──────── Records provided ────────

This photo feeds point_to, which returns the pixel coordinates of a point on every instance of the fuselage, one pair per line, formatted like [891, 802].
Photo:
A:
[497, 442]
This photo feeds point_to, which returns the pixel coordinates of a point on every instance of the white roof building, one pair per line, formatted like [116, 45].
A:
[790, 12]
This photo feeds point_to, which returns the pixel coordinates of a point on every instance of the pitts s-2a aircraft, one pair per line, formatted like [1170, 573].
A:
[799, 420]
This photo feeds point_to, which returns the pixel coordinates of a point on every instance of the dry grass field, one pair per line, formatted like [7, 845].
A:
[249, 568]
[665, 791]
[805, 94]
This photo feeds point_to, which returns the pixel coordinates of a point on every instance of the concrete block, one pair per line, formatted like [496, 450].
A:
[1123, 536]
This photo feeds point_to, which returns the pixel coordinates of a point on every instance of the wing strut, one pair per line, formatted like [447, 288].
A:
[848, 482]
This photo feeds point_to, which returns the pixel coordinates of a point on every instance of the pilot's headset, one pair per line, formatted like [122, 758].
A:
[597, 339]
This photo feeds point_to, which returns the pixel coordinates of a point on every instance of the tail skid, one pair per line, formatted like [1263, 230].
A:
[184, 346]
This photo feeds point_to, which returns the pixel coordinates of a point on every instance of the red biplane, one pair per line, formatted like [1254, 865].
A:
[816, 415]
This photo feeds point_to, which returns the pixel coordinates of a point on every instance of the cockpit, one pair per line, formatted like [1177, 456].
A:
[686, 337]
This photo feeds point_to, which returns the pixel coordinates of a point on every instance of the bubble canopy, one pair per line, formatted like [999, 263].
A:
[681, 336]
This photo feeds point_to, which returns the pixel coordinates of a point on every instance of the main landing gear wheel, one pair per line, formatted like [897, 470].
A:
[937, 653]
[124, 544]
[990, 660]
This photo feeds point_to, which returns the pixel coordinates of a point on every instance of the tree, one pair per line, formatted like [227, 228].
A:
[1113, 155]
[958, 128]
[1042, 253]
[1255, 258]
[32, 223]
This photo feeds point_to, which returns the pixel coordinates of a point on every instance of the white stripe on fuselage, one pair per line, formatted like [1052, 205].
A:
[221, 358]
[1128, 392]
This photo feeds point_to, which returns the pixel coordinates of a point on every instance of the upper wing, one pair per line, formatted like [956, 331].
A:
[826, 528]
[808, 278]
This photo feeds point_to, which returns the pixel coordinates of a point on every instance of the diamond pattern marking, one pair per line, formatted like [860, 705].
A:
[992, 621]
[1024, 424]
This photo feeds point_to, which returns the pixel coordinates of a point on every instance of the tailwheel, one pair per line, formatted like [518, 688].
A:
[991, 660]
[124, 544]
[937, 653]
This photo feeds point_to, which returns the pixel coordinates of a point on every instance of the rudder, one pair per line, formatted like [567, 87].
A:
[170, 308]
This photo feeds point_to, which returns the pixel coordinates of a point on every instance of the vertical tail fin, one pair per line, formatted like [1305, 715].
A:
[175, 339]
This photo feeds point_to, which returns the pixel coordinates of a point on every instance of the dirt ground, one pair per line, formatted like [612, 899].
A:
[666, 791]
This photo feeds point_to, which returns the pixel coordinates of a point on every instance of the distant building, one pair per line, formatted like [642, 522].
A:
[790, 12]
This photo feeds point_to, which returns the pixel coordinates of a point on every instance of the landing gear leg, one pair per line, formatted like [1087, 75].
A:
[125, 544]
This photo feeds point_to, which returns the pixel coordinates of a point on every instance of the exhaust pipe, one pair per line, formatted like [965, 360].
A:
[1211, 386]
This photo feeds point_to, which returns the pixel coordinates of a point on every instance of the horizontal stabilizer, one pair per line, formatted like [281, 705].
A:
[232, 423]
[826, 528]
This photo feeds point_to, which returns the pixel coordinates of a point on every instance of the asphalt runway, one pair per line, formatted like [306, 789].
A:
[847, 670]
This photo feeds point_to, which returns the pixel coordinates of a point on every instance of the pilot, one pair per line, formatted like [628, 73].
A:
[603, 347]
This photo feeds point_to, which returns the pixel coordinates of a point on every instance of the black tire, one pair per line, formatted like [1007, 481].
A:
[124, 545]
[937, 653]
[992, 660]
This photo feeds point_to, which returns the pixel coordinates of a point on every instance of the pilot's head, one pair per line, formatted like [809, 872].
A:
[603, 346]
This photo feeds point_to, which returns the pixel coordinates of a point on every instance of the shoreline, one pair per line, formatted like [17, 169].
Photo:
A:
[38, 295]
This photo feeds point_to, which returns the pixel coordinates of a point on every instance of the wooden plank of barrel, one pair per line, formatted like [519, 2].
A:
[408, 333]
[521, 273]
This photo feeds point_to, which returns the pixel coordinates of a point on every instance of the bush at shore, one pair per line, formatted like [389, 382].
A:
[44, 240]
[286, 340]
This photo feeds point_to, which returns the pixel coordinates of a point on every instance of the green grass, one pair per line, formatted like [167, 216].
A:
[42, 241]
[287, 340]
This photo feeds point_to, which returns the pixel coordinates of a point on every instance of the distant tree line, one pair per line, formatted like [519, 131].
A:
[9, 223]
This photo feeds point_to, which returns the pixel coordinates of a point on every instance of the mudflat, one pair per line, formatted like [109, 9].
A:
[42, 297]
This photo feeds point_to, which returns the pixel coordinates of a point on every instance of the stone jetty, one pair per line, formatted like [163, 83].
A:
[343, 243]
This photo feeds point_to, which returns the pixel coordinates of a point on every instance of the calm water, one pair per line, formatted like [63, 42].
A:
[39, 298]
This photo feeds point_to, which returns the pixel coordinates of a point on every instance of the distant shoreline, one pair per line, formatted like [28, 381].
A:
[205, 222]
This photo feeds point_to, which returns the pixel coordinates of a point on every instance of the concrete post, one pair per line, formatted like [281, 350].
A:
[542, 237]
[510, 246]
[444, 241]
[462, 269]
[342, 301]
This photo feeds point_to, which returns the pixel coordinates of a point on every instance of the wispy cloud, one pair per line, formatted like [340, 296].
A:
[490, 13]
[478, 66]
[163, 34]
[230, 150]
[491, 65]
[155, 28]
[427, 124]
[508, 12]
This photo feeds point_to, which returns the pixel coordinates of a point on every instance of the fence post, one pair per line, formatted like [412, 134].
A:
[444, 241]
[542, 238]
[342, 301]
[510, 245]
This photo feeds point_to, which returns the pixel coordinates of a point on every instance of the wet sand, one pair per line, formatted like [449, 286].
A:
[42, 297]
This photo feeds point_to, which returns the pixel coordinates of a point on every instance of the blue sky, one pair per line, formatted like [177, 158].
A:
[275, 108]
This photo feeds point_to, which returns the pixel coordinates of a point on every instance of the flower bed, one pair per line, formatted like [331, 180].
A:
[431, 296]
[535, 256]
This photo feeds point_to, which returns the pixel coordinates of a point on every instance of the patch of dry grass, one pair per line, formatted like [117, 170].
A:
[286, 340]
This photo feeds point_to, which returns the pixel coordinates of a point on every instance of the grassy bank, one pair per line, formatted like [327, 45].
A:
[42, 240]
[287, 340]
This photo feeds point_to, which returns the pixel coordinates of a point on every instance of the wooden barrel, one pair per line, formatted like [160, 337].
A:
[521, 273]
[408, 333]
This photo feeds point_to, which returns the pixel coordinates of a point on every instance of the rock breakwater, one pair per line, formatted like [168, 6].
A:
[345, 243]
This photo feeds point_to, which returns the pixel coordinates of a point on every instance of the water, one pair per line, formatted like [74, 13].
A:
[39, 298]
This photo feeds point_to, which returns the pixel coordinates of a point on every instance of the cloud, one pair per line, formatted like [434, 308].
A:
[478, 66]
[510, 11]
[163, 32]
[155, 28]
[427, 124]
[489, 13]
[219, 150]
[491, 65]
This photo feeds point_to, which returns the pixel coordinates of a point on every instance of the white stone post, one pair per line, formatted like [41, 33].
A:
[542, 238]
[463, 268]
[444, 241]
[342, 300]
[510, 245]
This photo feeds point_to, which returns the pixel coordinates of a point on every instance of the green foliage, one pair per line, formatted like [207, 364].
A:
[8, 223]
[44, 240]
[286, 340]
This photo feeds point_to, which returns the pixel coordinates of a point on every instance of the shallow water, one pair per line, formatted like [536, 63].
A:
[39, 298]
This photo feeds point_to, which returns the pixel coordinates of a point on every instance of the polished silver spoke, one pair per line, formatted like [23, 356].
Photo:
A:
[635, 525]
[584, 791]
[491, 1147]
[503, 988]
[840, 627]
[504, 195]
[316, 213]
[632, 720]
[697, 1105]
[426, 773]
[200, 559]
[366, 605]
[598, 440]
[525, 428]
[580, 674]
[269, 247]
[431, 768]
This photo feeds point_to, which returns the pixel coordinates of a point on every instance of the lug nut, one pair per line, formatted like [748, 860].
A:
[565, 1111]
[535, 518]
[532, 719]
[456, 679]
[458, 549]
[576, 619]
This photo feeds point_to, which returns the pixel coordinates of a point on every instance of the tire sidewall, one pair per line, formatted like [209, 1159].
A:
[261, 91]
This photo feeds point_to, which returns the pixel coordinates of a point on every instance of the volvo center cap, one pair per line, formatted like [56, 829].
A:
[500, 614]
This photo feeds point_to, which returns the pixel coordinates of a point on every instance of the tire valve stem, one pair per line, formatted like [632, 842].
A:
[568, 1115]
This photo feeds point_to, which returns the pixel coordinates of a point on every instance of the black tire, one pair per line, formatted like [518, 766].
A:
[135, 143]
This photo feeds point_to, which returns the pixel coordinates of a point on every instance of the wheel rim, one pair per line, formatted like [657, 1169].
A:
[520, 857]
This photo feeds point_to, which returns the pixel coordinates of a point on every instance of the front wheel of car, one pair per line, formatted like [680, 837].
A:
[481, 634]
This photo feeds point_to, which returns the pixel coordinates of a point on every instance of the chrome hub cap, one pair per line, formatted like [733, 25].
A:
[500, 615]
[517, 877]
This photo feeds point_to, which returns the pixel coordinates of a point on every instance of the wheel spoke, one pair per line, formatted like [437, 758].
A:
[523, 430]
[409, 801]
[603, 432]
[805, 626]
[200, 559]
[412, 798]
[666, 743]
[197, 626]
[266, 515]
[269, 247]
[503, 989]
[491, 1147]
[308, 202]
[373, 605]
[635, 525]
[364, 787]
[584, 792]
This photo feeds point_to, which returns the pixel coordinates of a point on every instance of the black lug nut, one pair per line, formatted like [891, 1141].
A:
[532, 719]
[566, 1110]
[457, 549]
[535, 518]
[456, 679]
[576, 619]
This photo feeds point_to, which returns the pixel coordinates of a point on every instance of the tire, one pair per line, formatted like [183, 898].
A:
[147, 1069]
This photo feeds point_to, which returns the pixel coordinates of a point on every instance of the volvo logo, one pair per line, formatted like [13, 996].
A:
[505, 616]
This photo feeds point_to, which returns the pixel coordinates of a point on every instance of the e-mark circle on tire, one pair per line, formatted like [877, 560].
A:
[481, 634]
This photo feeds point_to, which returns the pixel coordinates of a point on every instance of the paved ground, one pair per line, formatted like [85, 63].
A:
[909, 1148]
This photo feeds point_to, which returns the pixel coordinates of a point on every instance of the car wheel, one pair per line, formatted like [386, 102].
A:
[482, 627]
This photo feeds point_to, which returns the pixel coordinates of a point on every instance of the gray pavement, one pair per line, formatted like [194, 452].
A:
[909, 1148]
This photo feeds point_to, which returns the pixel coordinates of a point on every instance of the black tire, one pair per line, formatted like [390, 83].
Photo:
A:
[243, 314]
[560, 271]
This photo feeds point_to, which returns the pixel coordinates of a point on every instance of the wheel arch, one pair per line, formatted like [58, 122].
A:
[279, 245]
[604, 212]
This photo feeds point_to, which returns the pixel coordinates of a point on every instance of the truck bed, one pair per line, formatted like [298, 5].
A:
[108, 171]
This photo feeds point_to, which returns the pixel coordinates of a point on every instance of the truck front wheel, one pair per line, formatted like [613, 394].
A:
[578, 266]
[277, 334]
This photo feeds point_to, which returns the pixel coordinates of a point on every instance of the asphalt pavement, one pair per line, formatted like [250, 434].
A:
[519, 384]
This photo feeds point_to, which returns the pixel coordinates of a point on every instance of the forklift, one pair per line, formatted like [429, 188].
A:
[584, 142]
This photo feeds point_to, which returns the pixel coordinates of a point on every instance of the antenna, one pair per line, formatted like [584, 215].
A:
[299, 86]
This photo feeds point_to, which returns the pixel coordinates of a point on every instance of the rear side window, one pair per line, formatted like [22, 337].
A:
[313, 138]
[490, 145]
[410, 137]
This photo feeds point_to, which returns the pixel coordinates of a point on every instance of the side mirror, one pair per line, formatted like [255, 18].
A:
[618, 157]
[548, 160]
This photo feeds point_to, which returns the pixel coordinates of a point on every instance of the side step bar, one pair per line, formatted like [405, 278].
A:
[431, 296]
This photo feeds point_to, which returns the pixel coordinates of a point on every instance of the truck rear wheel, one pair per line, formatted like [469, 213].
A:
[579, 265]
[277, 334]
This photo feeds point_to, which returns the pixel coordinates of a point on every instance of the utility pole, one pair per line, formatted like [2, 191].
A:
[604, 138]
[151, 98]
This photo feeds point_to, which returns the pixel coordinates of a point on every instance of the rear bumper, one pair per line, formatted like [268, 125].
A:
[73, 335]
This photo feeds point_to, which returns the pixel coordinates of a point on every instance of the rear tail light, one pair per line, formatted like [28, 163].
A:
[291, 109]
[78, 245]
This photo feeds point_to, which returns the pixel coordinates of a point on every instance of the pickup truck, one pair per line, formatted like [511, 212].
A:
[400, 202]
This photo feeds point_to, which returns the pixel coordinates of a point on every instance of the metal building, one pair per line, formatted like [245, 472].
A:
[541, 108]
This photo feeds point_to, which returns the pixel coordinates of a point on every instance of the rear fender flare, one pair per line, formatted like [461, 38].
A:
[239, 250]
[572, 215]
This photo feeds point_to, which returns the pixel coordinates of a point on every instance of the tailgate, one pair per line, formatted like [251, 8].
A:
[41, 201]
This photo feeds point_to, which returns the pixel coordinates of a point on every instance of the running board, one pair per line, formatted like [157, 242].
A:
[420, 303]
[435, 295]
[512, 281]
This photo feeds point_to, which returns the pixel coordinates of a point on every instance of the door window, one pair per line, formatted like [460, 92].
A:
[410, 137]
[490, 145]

────────

Stated exercise
Copy verbatim every line from the one containing "like [157, 242]." through the final line of the rows, including both.

Answer to this exercise
This photo feeds point_to, which returns the pixel coordinates of a point on every instance of the running board, one pair per line, formatted like [157, 242].
A:
[420, 303]
[435, 295]
[512, 281]
This photo feeds point_to, which returns the pixel coordinates of a point on every instance of the door window, one pair per line, formatted like [460, 92].
A:
[410, 137]
[490, 145]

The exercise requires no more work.